◆ RECORD EXCERPTS:
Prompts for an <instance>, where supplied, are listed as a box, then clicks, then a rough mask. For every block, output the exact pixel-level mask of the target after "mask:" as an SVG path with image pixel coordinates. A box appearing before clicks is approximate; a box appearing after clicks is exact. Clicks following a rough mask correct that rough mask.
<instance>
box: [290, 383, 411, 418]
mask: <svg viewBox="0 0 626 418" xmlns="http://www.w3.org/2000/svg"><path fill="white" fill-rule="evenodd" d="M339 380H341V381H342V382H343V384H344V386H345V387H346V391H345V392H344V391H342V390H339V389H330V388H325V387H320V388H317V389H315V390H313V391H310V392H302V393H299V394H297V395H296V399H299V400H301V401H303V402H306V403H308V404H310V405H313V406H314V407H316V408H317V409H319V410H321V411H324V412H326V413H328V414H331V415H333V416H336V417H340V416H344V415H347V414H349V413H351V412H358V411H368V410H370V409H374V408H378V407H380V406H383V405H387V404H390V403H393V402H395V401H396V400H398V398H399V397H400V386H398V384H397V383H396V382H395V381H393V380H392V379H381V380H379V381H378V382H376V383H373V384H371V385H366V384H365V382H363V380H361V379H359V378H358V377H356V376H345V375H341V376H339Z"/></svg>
* * *
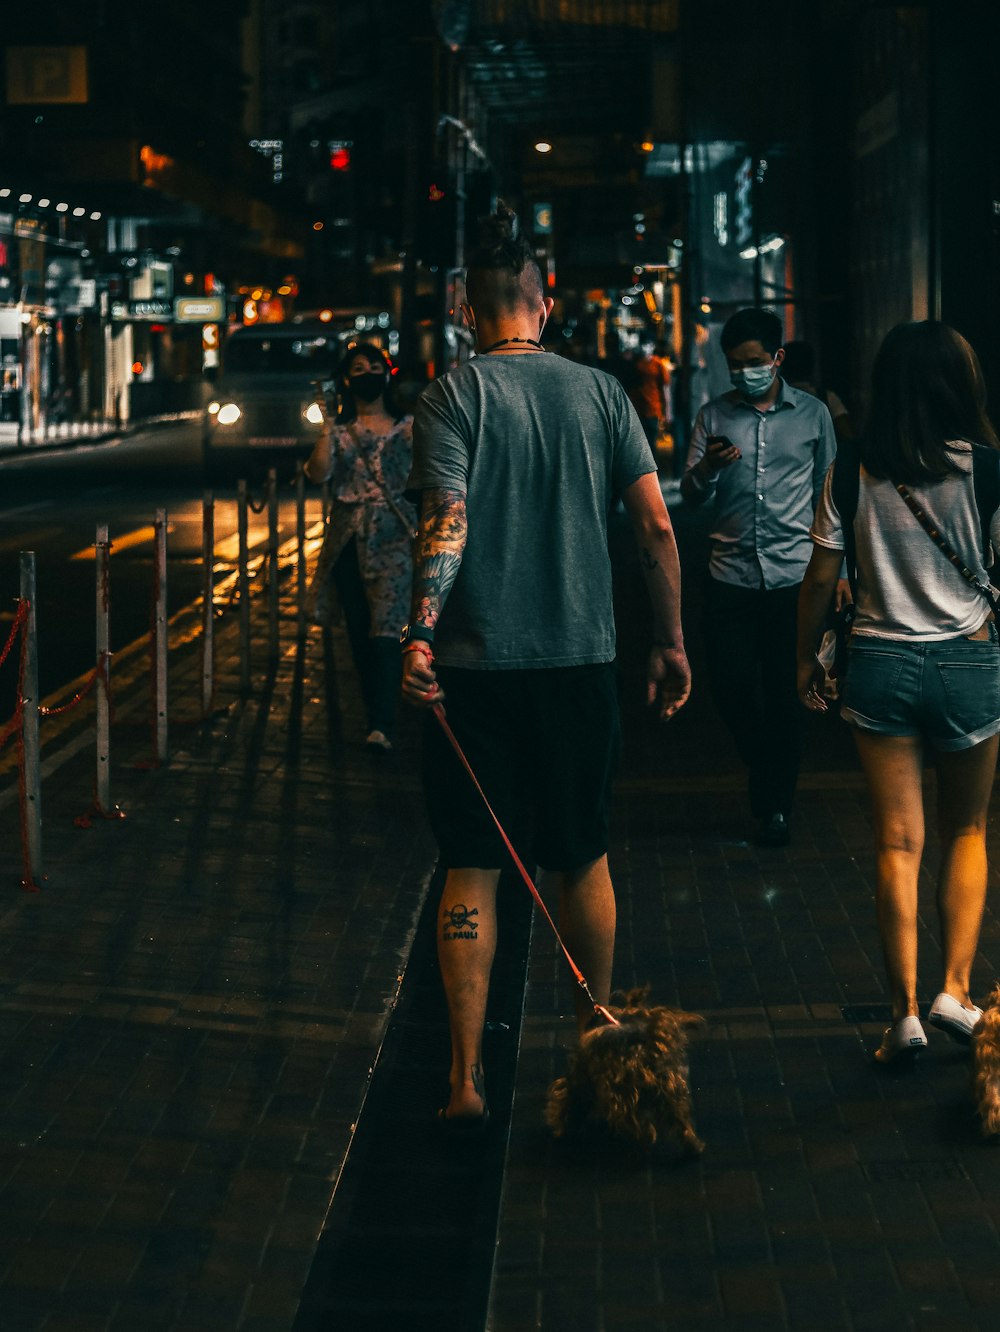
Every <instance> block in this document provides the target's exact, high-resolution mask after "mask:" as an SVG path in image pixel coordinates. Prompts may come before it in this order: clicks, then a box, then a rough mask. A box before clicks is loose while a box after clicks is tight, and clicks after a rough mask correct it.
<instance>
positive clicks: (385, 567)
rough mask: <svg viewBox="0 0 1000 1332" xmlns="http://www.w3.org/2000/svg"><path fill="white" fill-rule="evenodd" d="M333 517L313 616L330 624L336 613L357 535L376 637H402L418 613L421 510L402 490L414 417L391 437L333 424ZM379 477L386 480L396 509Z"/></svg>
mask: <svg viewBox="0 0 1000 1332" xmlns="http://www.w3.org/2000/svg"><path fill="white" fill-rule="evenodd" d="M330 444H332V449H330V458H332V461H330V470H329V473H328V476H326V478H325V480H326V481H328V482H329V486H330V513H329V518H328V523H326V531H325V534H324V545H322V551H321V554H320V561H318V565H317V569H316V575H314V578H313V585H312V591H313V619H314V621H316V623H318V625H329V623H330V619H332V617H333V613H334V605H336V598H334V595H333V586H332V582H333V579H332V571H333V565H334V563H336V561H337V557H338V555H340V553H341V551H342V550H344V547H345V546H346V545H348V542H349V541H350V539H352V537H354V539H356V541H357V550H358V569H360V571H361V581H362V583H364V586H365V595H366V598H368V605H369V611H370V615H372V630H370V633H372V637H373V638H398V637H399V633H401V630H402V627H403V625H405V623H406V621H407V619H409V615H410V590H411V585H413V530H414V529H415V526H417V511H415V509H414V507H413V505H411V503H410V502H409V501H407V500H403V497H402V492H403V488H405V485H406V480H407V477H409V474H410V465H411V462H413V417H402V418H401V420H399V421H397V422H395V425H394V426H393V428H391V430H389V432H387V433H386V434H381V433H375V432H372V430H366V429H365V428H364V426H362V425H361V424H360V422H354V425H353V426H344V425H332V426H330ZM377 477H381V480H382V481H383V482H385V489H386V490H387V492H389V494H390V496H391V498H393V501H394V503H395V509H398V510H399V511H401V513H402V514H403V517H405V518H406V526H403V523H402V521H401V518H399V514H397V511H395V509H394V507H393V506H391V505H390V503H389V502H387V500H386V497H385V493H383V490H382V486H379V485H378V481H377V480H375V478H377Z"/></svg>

◆ WRITTEN TASK:
Render everything from the line containing "Prompts for an" down to the line containing "box: [290, 383, 411, 418]", both included, as a Markdown table with the columns Row and Line. Number each row and omit blank lines.

◆ EXPECTED OUTPUT:
| Row | Line |
|---|---|
| 1 | Prompts for an <instance>, where supplied, are listed as a box, then clicks, then a rough mask. For every block, output the exact pixel-level mask of the target after "mask:" as an SVG path with image pixel coordinates. A box appearing before clicks is approximate; a box appearing after clicks is exact. Clicks following a rough mask correct that rough mask. |
| 2 | <instance> |
| 3 | box: [290, 383, 411, 418] |